• _YOUR TASKS_
1. In two sentences, summarize the Treasury market report below.
2. From the Treasury market report below, list every Treasury maturity for which a yield is given, together with that yield.

• _EXCERPTED TEXT_
"""

The U.S. Treasuries slumped Thursday ahead of the country’s ADP non-farm employment change data for the month of December and the weekly initial jobless claims, scheduled to be released later today. Also, FOMC member Bullard’s speech, due today at 18:30GMT will add further direction to the debt market.

The yield on the benchmark 10-year Treasuries jumped nearly 3 basis points to 2.47 percent, the super-long 30-year bond yields also climbed 3 basis points to 2.81 percent and the yield on the short-term 2-year traded a little over 2 basis points higher at 1.95 percent by 11:40GMT.

The minutes of the Federal Open Market Committee's (FOMC) last meeting of 2017 highlighted the strong and strengthening pace of economic expansion despite hurricane-related distortions. Many participants anticipated that the announced changes to business taxes would provide a "modest boost to capital spending, although the magnitude of the effects was uncertain".

However, supply-side effects were deemed somewhat uncertain, citing industry contacts that tax savings were likely to be used for mergers and acquisitions rather than for capital expenditures. The prospect of personal income tax cuts led many participants to expect "some boost to consumer spending", with a few noting that the expectation of a tax cut has likely already acted to boost asset prices, and thus household net worth. Similarly, personal tax cuts were viewed by a few participants to help boost labor supply by an uncertain amount.

"""

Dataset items
"""

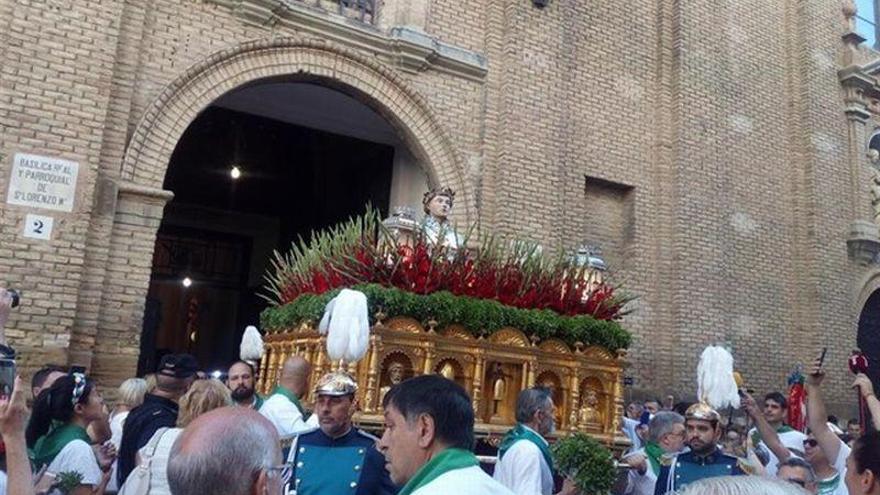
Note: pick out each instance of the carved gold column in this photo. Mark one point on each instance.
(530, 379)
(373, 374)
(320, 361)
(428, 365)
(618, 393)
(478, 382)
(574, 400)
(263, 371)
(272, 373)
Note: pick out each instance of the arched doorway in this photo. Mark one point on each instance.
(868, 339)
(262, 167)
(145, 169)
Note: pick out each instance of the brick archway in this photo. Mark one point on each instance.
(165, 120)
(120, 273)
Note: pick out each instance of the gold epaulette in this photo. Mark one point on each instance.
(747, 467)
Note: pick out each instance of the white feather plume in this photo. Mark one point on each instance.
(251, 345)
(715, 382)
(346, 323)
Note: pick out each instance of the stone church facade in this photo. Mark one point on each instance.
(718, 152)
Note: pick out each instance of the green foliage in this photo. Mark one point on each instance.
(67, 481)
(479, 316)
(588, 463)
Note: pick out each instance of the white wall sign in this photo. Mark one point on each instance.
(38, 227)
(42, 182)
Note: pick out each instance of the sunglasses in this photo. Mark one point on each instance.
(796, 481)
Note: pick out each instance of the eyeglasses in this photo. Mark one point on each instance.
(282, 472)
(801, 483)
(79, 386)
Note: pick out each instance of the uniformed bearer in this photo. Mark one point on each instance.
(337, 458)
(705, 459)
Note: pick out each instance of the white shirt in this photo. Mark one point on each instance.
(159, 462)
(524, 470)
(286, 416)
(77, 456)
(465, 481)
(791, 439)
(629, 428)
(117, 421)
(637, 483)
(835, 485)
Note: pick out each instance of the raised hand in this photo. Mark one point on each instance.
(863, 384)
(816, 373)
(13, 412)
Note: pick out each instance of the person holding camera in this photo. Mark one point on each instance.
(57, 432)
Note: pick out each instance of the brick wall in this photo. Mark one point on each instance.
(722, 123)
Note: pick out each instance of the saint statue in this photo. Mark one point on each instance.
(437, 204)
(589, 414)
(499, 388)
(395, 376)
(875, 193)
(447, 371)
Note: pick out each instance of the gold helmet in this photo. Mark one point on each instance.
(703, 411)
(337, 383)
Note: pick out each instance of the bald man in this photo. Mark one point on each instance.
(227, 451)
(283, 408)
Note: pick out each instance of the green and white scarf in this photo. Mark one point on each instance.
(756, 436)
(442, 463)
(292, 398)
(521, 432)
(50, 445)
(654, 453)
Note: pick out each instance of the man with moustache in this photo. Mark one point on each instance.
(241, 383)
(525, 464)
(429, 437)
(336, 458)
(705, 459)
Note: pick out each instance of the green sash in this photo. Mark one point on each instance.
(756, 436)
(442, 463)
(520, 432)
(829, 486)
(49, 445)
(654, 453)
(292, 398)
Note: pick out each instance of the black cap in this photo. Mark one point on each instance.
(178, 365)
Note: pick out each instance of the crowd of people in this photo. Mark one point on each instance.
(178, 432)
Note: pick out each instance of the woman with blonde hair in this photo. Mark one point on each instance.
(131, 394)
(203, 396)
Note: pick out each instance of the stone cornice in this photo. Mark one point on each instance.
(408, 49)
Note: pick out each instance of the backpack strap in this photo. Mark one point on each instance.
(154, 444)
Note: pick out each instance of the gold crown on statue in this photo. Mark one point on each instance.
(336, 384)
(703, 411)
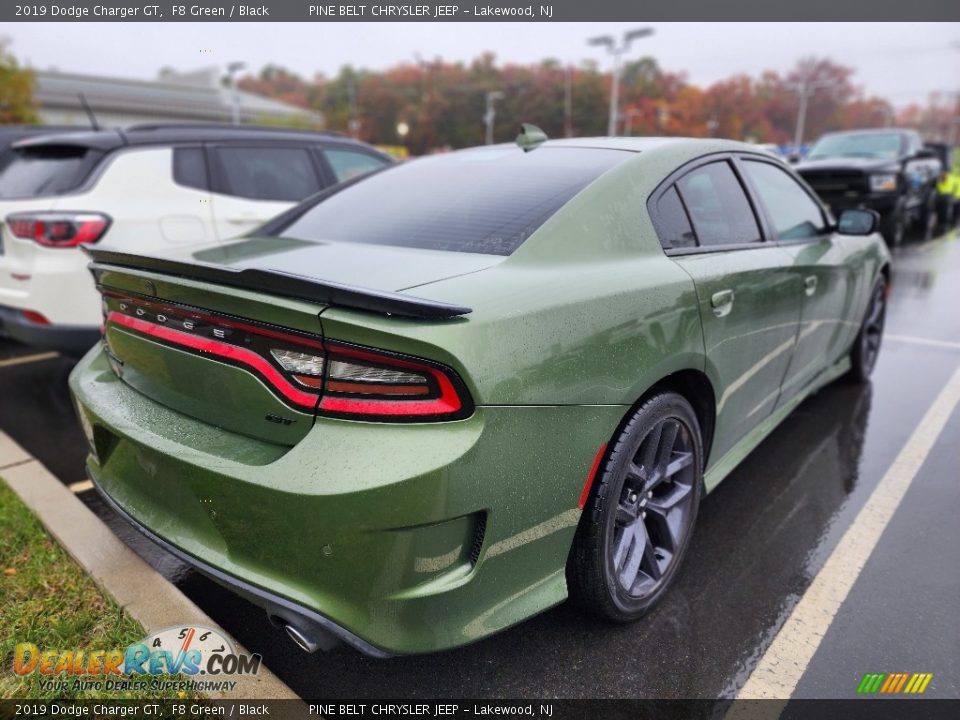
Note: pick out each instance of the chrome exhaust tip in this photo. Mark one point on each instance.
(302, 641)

"""
"""

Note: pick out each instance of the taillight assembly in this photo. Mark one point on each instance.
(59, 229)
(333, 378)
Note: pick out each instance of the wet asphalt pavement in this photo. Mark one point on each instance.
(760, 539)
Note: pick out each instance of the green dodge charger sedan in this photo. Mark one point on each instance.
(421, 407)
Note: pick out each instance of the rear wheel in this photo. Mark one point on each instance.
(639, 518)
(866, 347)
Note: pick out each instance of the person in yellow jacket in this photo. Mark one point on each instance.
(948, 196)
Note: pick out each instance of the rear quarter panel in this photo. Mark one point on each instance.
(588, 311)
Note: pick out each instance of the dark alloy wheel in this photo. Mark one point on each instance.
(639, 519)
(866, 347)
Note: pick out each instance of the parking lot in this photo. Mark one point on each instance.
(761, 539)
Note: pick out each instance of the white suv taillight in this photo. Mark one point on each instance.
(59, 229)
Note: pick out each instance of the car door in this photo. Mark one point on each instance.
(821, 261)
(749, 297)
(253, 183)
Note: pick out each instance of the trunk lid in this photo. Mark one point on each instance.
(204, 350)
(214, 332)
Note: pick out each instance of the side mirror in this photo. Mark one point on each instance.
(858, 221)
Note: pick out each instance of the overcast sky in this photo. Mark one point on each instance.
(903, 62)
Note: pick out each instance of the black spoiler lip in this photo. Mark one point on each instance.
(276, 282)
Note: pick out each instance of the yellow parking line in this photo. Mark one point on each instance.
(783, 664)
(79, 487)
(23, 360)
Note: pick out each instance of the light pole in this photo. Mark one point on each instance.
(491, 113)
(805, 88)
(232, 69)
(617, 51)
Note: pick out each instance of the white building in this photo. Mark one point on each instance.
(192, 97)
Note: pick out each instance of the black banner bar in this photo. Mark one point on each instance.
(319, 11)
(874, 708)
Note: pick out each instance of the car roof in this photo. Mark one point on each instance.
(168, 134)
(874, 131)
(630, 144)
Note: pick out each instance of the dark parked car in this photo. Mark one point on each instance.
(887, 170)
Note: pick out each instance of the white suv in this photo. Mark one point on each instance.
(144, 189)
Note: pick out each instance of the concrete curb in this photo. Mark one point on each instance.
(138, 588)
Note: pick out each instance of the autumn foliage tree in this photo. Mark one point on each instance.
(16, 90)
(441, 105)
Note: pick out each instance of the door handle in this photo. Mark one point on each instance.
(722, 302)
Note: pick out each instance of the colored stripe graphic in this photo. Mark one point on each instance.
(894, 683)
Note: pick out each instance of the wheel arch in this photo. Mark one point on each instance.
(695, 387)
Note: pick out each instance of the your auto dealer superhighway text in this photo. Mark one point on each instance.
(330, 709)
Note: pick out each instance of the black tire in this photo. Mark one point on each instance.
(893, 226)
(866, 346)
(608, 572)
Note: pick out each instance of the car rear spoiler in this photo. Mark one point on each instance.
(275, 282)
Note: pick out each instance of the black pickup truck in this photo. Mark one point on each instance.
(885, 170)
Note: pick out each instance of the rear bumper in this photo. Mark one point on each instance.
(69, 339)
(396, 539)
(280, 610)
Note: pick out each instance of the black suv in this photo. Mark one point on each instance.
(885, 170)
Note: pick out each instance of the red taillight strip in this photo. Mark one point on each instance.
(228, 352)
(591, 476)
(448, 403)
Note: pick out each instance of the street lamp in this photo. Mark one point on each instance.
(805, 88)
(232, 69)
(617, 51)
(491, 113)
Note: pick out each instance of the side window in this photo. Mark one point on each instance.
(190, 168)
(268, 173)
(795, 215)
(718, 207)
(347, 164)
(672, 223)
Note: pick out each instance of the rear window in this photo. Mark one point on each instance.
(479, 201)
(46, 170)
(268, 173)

"""

• _THE ANSWERS_
1. U.S. Treasuries slumped Thursday ahead of December ADP non-farm employment data, weekly initial jobless claims, and a speech by FOMC member Bullard, with 10-year, 30-year, and 2-year yields all rising. Minutes of the FOMC's last 2017 meeting highlighted the strong and strengthening pace of economic expansion and expected business and personal tax cuts to give some boost to capital and consumer spending, though the size of the effects was uncertain.

2.
- 10-year: 2.47 percent
- 30-year: 2.81 percent
- 2-year: 1.95 percent